Items from a dataset

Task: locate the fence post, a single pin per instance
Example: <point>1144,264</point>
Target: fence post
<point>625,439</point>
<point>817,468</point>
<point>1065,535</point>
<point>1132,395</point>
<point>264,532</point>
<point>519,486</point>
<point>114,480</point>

WHAT IS EXPECTED> Each record must appear again, word for word.

COMPLETED EXERCISE>
Task: locate the fence post, a single pin per instance
Example: <point>1144,264</point>
Target: fence post
<point>625,439</point>
<point>817,468</point>
<point>1065,535</point>
<point>1132,395</point>
<point>264,532</point>
<point>519,486</point>
<point>114,480</point>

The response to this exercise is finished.